> [Письменное задание 1] Выпишите из текста о Ломоносове и Шумахере все денежные суммы в рублях, которые в нем названы.
> [Письменное задание 2] Кем Фельтен приходился Шумахеру согласно тексту о Ломоносове и Шумахере?
> [Письменное задание 3] Продолжите текст о Ломоносове и Шумахере, начав сразу после последнего приведенного в нем предложения.

> [Фрагмент текста]

Читаем Ломоносов полностью

Постепенно для Ломоносова все яснее становились истинные цели Шумахера, методы его деятельности, а также масштабы материального и морального ущерба, нанесенного им Академии. Советник Академической канцелярии прежде всего стремился к деньгам. Своему тестю Фельтену, главному эконому (то есть снабженцу) Академии он втридорога оплачивал выполнение академических заказов из академической же казны. Четырех своих лакеев он устроил на должность служителей в Кунсткамере с жалованьем 24 рубля в год, на что к 1743 году в общей сложности было истрачено из академических сумм более 1400 рублей. Деньги, определенные на угощение посетителей Кунсткамеры (400 рублей в год), он присваивал себе, из-за чего (опять-таки к 1743 году) Академия недосчиталась еще на 7000 рублей с лишком. И уж совершенно не поддаются учету доходы, полученные им от академической книготорговли. Шумахер не брезговал ничем.

Однако при всей тяжести его преступлений, сведенных воедино понятием «корысть», они уступали в своей опасности для русской науки другим вредоносным действием Шумахера, направленным на удушение молодых научных сил. В особую вину ему Ломоносов вменял, что «с 1733 года по 1738 никаких лекций в Академии не преподавано российскому юношеству», что в 1740 году начавшиеся было «лекции почти совсем пресеклись», что в дальнейшем «течение университетского учения почти совсем пресеклось».

В погоне за наживой Шумахер умело разваливал Академию. Как и все проходимцы, он в неопытной, но честолюбивой молодежи видел эффективную силу, призванную сыграть одну из главных ролей в его грязной игре, и прежде всего — в подавлении умудренных «стариков», которые прекрасно знали ему цену. Громадные деньги, определенные Петром на просвещение «российского юношества», употреблялись на «затмение» его и развращение.

Если Ломоносов не мог простить Шумахеру четырех лакеев, кормившихся за счет Академии, то в этом случае, когда дело шло о прямом вреде целой России, негодованию его не было предела: «Какое же из сего нарекание следует российскому народу, что по толь великому монаршескому щедролюбию, на толь великой сумме толь коснительно происходят ученые из российского народа! Иностранные, видя сие и не зная вышеобъявленного, приписывать должны его тупому я непонятному разуму или великой лености и нерадению. Каково читать и слышать истинным сынам отечества, что-де Петр Великий напрасно для своих людей о науках старался...»

> [Предоставленные материалы]
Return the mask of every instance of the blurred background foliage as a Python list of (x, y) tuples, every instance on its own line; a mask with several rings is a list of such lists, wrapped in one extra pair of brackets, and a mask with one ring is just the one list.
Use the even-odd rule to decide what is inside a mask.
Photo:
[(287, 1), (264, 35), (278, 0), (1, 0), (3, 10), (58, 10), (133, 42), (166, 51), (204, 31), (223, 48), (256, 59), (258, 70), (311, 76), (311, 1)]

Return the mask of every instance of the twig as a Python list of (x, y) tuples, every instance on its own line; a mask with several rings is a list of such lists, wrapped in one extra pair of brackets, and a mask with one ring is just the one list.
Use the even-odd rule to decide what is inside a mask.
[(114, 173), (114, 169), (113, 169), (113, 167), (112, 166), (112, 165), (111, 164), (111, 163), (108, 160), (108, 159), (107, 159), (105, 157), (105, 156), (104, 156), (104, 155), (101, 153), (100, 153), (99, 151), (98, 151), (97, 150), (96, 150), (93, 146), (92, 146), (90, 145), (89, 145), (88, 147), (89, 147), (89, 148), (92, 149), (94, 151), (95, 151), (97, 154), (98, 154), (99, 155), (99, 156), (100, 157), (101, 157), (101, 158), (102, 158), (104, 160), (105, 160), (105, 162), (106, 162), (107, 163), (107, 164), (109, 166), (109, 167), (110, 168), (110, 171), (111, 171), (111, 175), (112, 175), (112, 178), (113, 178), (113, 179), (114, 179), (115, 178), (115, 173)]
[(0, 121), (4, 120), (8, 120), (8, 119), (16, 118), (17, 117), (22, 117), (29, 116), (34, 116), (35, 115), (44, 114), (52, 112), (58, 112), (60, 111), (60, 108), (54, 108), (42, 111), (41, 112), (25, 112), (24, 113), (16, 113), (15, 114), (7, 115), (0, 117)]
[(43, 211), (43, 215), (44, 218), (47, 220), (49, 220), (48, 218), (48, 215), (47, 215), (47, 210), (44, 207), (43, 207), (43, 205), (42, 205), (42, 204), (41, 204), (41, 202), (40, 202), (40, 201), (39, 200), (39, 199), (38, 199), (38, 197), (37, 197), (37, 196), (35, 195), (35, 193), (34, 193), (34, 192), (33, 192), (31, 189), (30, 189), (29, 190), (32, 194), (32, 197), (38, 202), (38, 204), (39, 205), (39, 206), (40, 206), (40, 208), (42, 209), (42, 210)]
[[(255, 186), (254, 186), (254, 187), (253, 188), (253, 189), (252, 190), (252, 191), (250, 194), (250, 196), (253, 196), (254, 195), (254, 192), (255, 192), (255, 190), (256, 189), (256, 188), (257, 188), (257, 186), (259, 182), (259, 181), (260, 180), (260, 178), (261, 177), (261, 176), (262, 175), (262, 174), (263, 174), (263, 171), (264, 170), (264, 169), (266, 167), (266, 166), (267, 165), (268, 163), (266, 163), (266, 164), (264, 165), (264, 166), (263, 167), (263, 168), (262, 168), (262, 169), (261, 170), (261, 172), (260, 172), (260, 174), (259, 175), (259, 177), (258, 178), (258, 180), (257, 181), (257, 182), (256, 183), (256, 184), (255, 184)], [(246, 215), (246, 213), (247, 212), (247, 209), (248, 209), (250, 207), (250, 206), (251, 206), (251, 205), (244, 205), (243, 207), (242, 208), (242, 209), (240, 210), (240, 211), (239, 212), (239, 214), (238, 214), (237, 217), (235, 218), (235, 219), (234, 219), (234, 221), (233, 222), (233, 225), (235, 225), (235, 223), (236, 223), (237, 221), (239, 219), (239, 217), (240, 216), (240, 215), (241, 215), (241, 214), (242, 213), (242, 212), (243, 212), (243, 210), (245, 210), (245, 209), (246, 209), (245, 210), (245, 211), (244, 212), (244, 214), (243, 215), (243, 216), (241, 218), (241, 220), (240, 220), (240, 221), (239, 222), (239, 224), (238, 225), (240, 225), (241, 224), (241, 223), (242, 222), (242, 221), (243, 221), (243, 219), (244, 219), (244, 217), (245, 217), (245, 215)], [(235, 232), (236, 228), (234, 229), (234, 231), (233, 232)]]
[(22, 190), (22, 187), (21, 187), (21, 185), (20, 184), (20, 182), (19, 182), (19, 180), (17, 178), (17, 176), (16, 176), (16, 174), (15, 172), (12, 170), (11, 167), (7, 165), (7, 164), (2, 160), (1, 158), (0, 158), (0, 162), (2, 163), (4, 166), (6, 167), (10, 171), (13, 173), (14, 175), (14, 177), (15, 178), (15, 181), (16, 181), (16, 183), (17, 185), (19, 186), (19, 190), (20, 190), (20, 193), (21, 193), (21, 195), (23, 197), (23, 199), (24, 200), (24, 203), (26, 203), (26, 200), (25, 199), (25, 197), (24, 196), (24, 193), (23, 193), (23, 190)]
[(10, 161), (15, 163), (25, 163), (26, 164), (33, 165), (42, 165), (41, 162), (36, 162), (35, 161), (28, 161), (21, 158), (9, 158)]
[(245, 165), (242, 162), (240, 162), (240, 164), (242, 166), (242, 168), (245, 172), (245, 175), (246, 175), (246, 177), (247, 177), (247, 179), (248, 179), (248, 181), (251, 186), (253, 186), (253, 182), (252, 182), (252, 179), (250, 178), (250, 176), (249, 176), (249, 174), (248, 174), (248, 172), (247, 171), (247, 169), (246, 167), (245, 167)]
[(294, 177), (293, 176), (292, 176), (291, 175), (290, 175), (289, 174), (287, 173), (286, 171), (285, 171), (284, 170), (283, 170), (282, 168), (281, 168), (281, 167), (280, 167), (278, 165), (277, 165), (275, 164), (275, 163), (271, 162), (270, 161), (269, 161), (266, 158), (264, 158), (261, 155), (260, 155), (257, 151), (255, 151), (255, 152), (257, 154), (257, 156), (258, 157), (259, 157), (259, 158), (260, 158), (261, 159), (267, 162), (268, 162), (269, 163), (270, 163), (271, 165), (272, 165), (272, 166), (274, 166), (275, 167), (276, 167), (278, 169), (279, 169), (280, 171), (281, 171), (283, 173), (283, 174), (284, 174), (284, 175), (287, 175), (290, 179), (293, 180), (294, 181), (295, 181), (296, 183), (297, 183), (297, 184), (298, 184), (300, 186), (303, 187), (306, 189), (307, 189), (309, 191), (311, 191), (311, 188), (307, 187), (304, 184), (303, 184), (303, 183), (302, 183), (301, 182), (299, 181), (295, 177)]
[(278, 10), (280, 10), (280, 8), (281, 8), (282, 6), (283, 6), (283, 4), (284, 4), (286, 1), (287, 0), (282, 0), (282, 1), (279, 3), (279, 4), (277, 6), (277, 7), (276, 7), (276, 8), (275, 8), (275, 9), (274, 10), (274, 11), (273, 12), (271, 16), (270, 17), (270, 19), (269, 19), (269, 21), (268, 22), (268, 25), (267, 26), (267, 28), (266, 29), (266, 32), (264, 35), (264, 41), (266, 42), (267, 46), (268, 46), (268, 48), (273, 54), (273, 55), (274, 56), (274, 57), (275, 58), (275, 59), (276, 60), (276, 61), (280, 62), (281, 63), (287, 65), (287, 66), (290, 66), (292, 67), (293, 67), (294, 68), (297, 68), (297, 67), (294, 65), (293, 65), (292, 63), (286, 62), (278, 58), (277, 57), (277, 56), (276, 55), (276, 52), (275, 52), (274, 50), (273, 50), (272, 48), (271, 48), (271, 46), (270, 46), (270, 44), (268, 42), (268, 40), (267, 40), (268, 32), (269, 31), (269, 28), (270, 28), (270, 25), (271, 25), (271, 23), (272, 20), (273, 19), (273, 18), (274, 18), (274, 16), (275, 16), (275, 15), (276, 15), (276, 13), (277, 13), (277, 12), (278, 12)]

> [Ответ на задание 1] 24 рубля в год, более 1400 рублей, 400 рублей в год, 7000 рублей с лишком.

> [Ответ на задание 2] Фельтен был тестем Шумахера.

> [Ответ на задание 3]
Эти слова были написаны Ломоносовым за год до его смерти в «Краткой истории о поведении Академической канцелярии», страстном обличительном документе, в котором этому административному «корпусу» во главе с Шумахером и его преемниками предъявлялось обвинение по семидесяти одному параграфу. Но и в 1740 годы Ломоносов готов был забить тревогу.

Вот почему, когда в январе 1742 года Андрей Константинович Нартов (1680–1756), главный механик Академии, бывший токарь Петра I, представил в Сенат несколько жалоб на Шумахера от академических служащих, Ломоносов был всецело на его стороне, тем более что и в этих жалобах один из основных обвинительных пунктов гласил: «Молодых людей учат медленно и неправильно».

Сенат, рассмотрев вопрос, командировал Нартова в Москву, куда в то время отбыла на коронацию Елизавета. 30 сентября 1742 года была назначена следственная комиссия по делу Шумахера, а 7 октября его взяли под стражу.

Никогда еще Шумахеру не было так трудно. Той страшной осенью он всей кожей своей ощутил, что одно дело, когда жалуются профессора немцы, французы, швейцарцы, которых, в сущности, ничто, кроме их науки и окладов, не интересует, и совершенно другое дело, когда протестуют эти самые русские, кровно заинтересованные не только в правильной выплате им их личного жалованья, но и в выяснении истинного характера его действий, в восстановлении полной картины его преступлений. Русские сотрудники Академии обвиняли Шумахера с государственных позиций.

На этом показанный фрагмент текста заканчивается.